Source data -
.....
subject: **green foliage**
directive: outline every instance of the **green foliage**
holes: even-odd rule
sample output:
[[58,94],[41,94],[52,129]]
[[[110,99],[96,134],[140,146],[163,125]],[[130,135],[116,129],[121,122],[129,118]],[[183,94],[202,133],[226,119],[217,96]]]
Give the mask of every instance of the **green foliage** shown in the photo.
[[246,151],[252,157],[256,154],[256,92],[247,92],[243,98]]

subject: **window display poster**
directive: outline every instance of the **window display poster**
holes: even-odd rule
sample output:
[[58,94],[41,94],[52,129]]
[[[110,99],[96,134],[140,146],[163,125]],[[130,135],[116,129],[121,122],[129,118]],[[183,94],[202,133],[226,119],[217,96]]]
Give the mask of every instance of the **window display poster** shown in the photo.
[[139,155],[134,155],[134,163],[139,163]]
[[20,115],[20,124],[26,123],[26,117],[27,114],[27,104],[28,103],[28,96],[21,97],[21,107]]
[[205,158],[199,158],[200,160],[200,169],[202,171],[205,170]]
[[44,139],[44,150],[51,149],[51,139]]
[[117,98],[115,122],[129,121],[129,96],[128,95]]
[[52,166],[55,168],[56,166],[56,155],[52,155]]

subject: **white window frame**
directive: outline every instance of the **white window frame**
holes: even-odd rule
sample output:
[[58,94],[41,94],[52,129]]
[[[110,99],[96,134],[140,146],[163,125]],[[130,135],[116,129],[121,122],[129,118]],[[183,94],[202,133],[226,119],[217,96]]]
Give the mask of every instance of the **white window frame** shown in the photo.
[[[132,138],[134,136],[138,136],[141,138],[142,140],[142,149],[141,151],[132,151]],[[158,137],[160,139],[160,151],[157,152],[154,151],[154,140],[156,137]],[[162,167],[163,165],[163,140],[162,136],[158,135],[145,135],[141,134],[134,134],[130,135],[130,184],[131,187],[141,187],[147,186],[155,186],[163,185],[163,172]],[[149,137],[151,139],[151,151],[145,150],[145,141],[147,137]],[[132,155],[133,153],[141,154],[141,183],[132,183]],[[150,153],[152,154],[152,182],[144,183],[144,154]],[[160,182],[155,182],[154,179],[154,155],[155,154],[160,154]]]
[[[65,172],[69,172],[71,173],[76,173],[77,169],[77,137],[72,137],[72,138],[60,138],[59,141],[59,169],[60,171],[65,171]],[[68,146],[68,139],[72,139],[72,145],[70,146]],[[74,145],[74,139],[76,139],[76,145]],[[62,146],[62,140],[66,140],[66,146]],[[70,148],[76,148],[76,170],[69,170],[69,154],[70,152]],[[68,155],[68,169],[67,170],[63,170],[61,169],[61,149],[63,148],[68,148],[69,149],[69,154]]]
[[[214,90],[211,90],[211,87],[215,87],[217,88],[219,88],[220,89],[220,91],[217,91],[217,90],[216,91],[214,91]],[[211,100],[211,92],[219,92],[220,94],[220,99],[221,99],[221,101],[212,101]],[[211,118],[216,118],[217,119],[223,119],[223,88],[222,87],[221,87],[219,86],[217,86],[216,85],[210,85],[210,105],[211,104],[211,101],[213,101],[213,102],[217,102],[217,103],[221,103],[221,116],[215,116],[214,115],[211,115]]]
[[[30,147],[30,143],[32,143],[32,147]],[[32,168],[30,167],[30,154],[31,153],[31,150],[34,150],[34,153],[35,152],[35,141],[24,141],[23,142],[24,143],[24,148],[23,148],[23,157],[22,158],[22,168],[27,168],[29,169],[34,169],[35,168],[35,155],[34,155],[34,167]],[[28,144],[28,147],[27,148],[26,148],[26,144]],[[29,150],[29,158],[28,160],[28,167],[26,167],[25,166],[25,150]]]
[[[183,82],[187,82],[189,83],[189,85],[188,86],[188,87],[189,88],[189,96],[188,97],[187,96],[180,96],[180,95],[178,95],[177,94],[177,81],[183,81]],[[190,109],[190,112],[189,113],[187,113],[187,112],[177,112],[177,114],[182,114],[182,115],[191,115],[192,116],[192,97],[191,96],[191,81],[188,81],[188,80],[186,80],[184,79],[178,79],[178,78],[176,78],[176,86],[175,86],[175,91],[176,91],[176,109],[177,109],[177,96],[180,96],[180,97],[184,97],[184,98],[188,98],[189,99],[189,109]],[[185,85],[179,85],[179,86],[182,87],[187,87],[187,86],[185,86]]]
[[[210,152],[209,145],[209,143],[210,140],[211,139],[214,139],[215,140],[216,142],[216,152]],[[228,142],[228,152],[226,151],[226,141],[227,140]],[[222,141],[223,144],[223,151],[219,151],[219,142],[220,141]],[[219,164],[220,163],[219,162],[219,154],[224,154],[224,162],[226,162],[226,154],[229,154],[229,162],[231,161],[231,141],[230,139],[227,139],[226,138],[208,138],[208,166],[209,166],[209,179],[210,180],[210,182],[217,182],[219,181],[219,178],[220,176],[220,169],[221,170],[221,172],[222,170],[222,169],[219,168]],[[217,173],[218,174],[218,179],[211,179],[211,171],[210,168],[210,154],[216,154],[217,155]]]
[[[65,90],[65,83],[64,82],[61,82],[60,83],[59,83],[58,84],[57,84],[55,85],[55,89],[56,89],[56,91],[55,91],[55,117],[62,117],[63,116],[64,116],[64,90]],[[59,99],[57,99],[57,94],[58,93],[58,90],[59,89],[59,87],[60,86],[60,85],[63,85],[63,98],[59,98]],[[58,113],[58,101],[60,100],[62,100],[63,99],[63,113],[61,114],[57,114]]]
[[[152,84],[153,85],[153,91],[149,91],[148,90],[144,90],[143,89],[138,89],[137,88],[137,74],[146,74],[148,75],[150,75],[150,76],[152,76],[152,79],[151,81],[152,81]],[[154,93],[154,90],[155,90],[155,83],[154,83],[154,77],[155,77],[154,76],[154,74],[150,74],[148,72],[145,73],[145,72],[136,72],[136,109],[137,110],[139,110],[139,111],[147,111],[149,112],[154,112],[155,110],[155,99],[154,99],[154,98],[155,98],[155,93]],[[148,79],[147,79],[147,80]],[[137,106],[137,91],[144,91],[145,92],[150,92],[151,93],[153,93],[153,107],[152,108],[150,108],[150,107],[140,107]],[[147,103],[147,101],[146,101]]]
.....
Required work - Please put every line of the data above into a JSON list of strings, one string per line, leaving out blank lines.

Task solution -
[
  "subject: **green foliage**",
  "directive: outline every instance of the **green foliage**",
  "holes: even-odd rule",
  "sample output:",
  "[[58,94],[41,94],[52,129]]",
  "[[[110,99],[96,134],[140,146],[163,125]],[[130,135],[116,129],[121,122],[129,118]],[[183,94],[202,133],[226,119],[217,96]]]",
  "Give the mask of every instance of the **green foliage** shown in the photo.",
  "[[246,151],[252,157],[256,154],[256,92],[247,92],[243,98]]",
  "subject: **window display poster**",
  "directive: outline every instance of the **window display poster**",
  "holes: even-odd rule",
  "sample output:",
  "[[58,94],[41,94],[52,129]]",
  "[[[110,99],[96,134],[140,146],[163,125]],[[130,135],[116,129],[121,122],[129,118]],[[183,94],[202,133],[226,119],[217,96]]]",
  "Give the mask of every instance of the **window display poster** shown in the photo.",
  "[[139,155],[134,155],[134,163],[139,163]]",
  "[[20,115],[20,124],[26,123],[26,117],[27,114],[27,104],[28,103],[28,96],[21,97],[21,107]]",
  "[[205,158],[199,158],[200,160],[200,169],[202,171],[205,170]]",
  "[[44,139],[44,150],[51,149],[51,139]]",
  "[[117,98],[115,122],[129,121],[129,96],[128,95]]",
  "[[52,166],[55,168],[56,166],[56,155],[52,155]]",
  "subject: **white window frame**",
  "directive: outline every instance of the **white window frame**",
  "holes: even-odd rule",
  "sample output:",
  "[[58,94],[41,94],[52,129]]",
  "[[[110,99],[96,134],[140,146],[163,125]],[[130,135],[116,129],[121,122],[129,118]],[[183,94],[202,133],[226,119],[217,96]]]",
  "Give the mask of every instance of the **white window frame** shown in the photo.",
  "[[[132,138],[134,136],[138,136],[141,138],[142,140],[142,149],[141,151],[132,151]],[[158,137],[160,139],[160,151],[157,152],[154,151],[154,140],[156,137]],[[162,167],[163,165],[163,140],[162,136],[158,135],[145,135],[141,134],[134,134],[130,135],[130,184],[131,187],[141,187],[147,186],[155,186],[163,185],[163,172]],[[149,137],[151,139],[151,151],[145,150],[145,141],[147,137]],[[132,155],[133,153],[141,154],[141,183],[132,183]],[[150,153],[152,154],[152,182],[144,183],[144,154]],[[160,182],[155,182],[154,179],[154,155],[155,154],[160,154]]]",
  "[[[65,172],[69,172],[71,173],[76,173],[77,169],[77,137],[72,137],[72,138],[60,138],[59,141],[59,169],[60,171],[65,171]],[[68,146],[68,139],[72,139],[72,145],[70,146]],[[74,145],[74,139],[76,139],[76,145]],[[62,146],[62,140],[66,140],[66,146]],[[70,148],[76,148],[76,170],[69,170],[69,154],[70,152]],[[68,155],[68,169],[67,170],[63,170],[61,169],[61,149],[63,148],[68,148],[69,149],[69,154]]]",
  "[[[214,90],[211,90],[211,87],[215,87],[217,88],[219,88],[220,89],[220,91],[217,91],[217,90],[216,91],[214,91]],[[211,100],[211,92],[219,92],[220,94],[220,99],[221,99],[221,101],[212,101]],[[211,118],[216,118],[217,119],[223,119],[223,88],[222,87],[221,87],[219,86],[217,86],[216,85],[210,85],[210,105],[211,104],[211,101],[213,101],[213,102],[217,102],[217,103],[221,103],[221,116],[215,116],[214,115],[211,115]]]",
  "[[[30,147],[30,143],[32,143],[32,147]],[[32,168],[30,167],[30,154],[31,153],[31,150],[34,150],[34,153],[35,152],[35,141],[24,141],[23,142],[24,143],[24,148],[23,148],[23,157],[22,158],[22,168],[27,168],[29,169],[34,169],[35,168],[35,155],[34,155],[34,167]],[[28,144],[28,147],[27,148],[26,148],[26,144]],[[29,150],[29,158],[28,160],[28,167],[26,167],[25,166],[25,150]]]",
  "[[[183,82],[187,82],[189,83],[189,85],[188,86],[188,87],[189,88],[189,96],[188,97],[187,96],[180,96],[180,95],[178,95],[177,94],[177,81],[183,81]],[[190,109],[190,112],[189,113],[187,113],[187,112],[177,112],[177,114],[182,114],[182,115],[191,115],[192,116],[192,97],[191,96],[191,81],[188,81],[188,80],[186,80],[184,79],[178,79],[178,78],[176,78],[176,86],[175,86],[175,91],[176,91],[176,109],[177,109],[177,96],[180,96],[180,97],[184,97],[184,98],[188,98],[189,99],[189,109]],[[185,85],[179,85],[179,86],[182,87],[187,87],[187,86],[185,86]]]",
  "[[[210,152],[209,145],[209,143],[210,140],[211,139],[214,139],[215,140],[216,142],[216,152]],[[228,142],[228,152],[226,151],[226,141],[227,140]],[[222,141],[223,144],[223,151],[219,151],[219,142],[220,141]],[[219,164],[220,163],[219,162],[219,154],[224,154],[224,162],[226,162],[226,154],[229,154],[229,162],[231,161],[231,141],[230,139],[227,139],[226,138],[208,138],[208,166],[209,166],[209,179],[210,180],[210,182],[217,182],[219,181],[219,178],[220,176],[220,169],[221,170],[221,172],[222,170],[222,169],[219,168]],[[217,173],[218,174],[218,179],[211,179],[211,171],[210,168],[210,154],[216,154],[217,155]]]",
  "[[[65,90],[65,83],[64,82],[61,82],[60,83],[59,83],[58,84],[57,84],[55,85],[55,89],[56,89],[56,91],[55,91],[55,117],[62,117],[63,116],[64,116],[64,90]],[[59,99],[57,99],[57,94],[58,93],[58,90],[59,89],[59,87],[60,86],[60,85],[63,85],[63,98],[59,98]],[[58,113],[58,101],[60,100],[62,100],[63,99],[63,113],[61,114],[57,114]]]",
  "[[[152,84],[153,85],[153,91],[149,91],[148,90],[144,90],[143,89],[138,89],[137,88],[137,74],[146,74],[148,75],[150,75],[150,76],[152,76],[152,79],[151,81],[152,81]],[[154,93],[154,90],[155,90],[155,83],[154,83],[154,77],[155,77],[154,76],[154,74],[150,74],[148,72],[145,73],[145,72],[136,72],[136,109],[137,110],[139,110],[139,111],[147,111],[149,112],[154,112],[155,110],[155,99],[154,99],[154,98],[155,98],[155,93]],[[148,79],[147,79],[147,80]],[[137,106],[137,91],[144,91],[145,92],[150,92],[151,93],[153,93],[153,107],[152,108],[150,108],[150,107],[140,107]],[[147,103],[147,101],[146,101]]]"
]